§ Directive A
Please write out the part of the cloud computing excerpt below starting with "So the issue" and going on through "cloud network managers.".
§ Directive B
Answer these questions using the cloud computing excerpt below, marking each answer to match its question.
(i) What do the new cloud-based IP intelligence services analyze?
(ii) Who receives the real-time IP threat information these technologies deliver?
(iii) According to the opening paragraph, the networked traffic flows through the Internet pipe to and from what?
§ Directive C
Continue the cloud computing excerpt below from the point where it ends.

§ Excerpt to read
==================================================
We hear a lot of chatter just now about the front, middle and centre portions of the total cloud computing technology proposition. At the same time, we hear comparatively little discussion and analysis of the back end, the engine room and the guts of the networked traffic that flows through the Internet pipe to and from the cloud.
But why should we care about the back end of the cloud back office, so-to-speak?
Although data and application security is surely the key consideration for discussion at deeper network layers; we already know that data in the cloud is only as secure as the controls that we might place upon it if were residing on a “normal” terrestrial desktop, device or server.
So the issue of additional security risks (or, conversely, additional opportunities for data lock-down) is largely over before it has begun, surely?
Despite this popularised thinking, it is still the case that the opportunity to stop malicious web-based attacks earlier in the network perimeter layer.
Network perimeter intelligence
By working to analyse the IP address level, new cloud-based IP intelligence services are emerging that are intelligent enough to evaluate the reputation of Internet hosts at source. These technologies are capable of aggregating and then analysing data from multiple sources to collate and deliver real-time IP threat information to cloud network managers.
==================================================
§ Data records

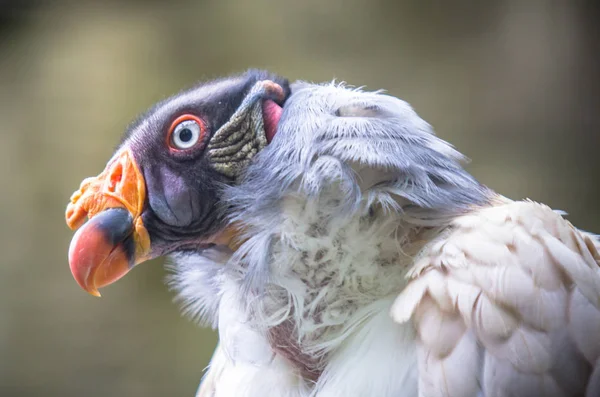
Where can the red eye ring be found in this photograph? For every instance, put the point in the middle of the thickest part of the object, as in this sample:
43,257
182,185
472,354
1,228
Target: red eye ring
194,129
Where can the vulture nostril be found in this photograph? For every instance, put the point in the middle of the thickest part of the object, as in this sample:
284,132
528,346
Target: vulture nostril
115,177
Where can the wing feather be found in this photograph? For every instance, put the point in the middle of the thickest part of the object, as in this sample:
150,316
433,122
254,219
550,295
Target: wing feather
507,304
208,386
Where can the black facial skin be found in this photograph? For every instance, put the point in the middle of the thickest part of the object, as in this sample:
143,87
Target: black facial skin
183,207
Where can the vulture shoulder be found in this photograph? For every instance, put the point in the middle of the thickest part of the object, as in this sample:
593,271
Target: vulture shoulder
506,303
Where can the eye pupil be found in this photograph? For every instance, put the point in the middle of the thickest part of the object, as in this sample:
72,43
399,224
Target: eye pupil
185,135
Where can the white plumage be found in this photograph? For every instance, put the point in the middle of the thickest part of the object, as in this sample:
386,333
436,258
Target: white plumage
373,265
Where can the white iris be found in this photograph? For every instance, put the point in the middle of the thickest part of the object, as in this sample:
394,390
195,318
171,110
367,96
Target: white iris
186,134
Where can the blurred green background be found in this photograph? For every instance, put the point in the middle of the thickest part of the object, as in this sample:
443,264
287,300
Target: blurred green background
513,84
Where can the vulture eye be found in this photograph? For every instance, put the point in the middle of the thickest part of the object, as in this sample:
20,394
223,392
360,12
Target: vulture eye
185,132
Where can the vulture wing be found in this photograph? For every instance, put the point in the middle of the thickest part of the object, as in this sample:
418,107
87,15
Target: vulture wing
208,386
507,303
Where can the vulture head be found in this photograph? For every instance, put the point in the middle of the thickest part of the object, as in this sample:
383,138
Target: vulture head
162,190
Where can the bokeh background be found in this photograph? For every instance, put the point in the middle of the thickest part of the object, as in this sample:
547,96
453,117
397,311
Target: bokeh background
513,84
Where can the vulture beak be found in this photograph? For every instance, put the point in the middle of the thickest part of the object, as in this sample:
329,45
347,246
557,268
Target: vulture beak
114,239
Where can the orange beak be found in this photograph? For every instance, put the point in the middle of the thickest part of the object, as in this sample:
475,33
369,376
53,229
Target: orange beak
114,239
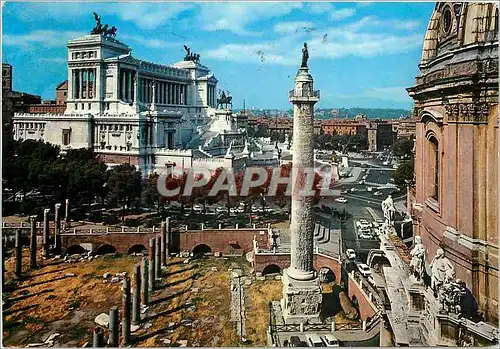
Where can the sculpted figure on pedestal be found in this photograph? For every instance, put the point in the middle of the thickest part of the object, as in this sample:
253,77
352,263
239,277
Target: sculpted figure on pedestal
388,209
442,271
417,259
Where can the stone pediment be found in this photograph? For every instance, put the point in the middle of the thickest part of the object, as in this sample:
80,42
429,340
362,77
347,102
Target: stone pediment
128,59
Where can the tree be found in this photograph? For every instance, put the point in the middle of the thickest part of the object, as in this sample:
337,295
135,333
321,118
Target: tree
403,176
124,185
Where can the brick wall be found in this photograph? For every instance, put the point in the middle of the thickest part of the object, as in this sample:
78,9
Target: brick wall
227,241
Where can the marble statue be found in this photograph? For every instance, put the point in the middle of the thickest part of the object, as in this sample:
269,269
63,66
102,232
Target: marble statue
305,56
451,296
388,209
442,271
417,259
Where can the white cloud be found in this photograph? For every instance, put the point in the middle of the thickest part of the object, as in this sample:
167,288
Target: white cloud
235,17
319,7
148,15
47,38
342,13
293,27
253,53
394,93
143,15
328,43
149,42
53,60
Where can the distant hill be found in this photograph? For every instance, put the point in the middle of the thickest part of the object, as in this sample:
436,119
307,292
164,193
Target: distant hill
329,113
371,113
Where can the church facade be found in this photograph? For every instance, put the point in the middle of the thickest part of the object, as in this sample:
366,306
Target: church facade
456,164
126,109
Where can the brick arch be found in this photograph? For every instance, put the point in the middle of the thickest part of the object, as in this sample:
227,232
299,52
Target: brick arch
137,248
106,248
201,249
75,249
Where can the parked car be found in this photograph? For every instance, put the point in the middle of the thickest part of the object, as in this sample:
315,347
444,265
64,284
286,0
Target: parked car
330,340
313,340
364,270
363,224
296,342
350,253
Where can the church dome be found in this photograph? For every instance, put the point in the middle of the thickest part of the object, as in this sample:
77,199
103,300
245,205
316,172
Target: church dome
455,25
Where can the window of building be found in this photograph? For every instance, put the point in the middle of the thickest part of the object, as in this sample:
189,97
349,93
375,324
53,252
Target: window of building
66,133
434,161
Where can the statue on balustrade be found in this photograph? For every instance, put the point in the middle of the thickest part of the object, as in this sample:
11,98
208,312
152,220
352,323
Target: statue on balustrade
417,260
442,271
190,56
102,29
388,209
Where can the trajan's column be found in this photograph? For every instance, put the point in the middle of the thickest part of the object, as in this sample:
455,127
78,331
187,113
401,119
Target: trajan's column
302,296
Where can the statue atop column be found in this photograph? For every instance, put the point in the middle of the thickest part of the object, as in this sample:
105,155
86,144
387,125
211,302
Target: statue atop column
417,260
388,209
305,56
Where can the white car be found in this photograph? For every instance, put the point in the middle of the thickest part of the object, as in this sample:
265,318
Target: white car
330,340
364,270
363,224
350,253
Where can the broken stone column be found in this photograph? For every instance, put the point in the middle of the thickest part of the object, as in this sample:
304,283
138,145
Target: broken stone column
46,233
158,257
33,242
152,264
145,281
168,236
136,301
163,230
113,327
19,254
126,309
57,229
66,213
98,339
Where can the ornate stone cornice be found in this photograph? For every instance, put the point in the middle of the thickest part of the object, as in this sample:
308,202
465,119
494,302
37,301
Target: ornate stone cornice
467,112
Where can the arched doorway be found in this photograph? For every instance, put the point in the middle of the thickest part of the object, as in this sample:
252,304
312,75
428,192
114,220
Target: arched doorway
201,249
106,249
327,275
271,269
138,249
75,249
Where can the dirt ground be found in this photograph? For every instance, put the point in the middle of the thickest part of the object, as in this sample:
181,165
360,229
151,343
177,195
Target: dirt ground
191,303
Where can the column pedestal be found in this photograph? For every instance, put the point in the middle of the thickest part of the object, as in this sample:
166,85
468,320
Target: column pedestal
301,302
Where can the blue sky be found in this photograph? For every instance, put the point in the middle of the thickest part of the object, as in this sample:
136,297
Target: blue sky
361,54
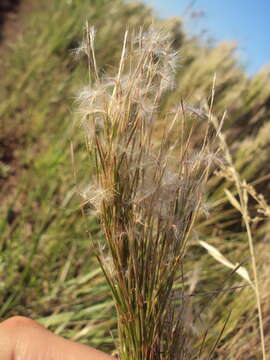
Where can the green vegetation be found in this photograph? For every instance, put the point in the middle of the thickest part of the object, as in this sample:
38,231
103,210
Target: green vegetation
48,269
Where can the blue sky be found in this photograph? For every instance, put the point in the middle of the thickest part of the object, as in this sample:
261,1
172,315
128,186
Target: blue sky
245,21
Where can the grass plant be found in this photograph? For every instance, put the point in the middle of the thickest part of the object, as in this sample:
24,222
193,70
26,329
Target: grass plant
146,199
48,271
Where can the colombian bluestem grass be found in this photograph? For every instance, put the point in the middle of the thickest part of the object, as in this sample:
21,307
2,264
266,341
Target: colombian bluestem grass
146,205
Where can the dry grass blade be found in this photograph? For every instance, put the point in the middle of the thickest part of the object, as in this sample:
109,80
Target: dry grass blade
146,206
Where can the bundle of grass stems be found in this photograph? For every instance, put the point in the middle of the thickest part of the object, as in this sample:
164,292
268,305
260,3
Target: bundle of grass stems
146,194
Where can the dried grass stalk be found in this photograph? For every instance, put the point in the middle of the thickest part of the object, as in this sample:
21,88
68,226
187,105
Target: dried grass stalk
==================================================
§ Task response A
So the issue of additional security risks (or, conversely, additional opportunities for data lock-down) is largely over before it has begun, surely?
Despite this popularised thinking, it is still the case that the opportunity to stop malicious web-based attacks earlier in the network perimeter layer.
Network perimeter intelligence
By working to analyse the IP address level, new cloud-based IP intelligence services are emerging that are intelligent enough to evaluate the reputation of Internet hosts at source. These technologies are capable of aggregating and then analysing data from multiple sources to collate and deliver real-time IP threat information to cloud network managers.

§ Task response B
(i) The IP address level
(ii) Cloud network managers
(iii) The cloud

§ Task response C
Companies working in this space include F5 Networks who describe these tools as "context-based security" controls, saying that they pave the way for more automated application delivery decisions.
According to F5, “Although existing ‘IP Reputation’ point-focused solutions will block malicious IP addresses, they will not work to integrate with applications themselves at the cloud service level so that a more complete and dynamic application delivery control proposition can be brought about.”
By tapping into a frequently updated list of threat sources and high-risk IP addresses, F5 says that this so-called “contextual awareness” that exists with IP Intelligence results from traffic reports of client IP addresses as logged within the X-Forwarded-For (XFF) header when analysed from multiple sources across the Internet as well as information from global threat-sensor network reports.
But surely we should take it as a “given” that network security by its nature should have an awareness of its surrounding environment, including where that data is coming from and going to.
Peter Doggart, director of product marketing at Crossbeam Systems argues that in a cloud environment (where you have potentially many thousands of virtual machines with different trust zones) network layer intelligence built into network security equipment is vital to classify the flow of virtual machine traffic and to ensure the right amount of inspection is taking place.
“For instance, you will want to ringfence any virtual system that is transacting credit card payment information from other web services with a variety of security tools such as Firewall, IPS and WAF,” said Doggart.
“The key here is to make this process as automated as possible and integrate the management within the data centre management tools, so when services move – which often happens – security trust zones always follow.”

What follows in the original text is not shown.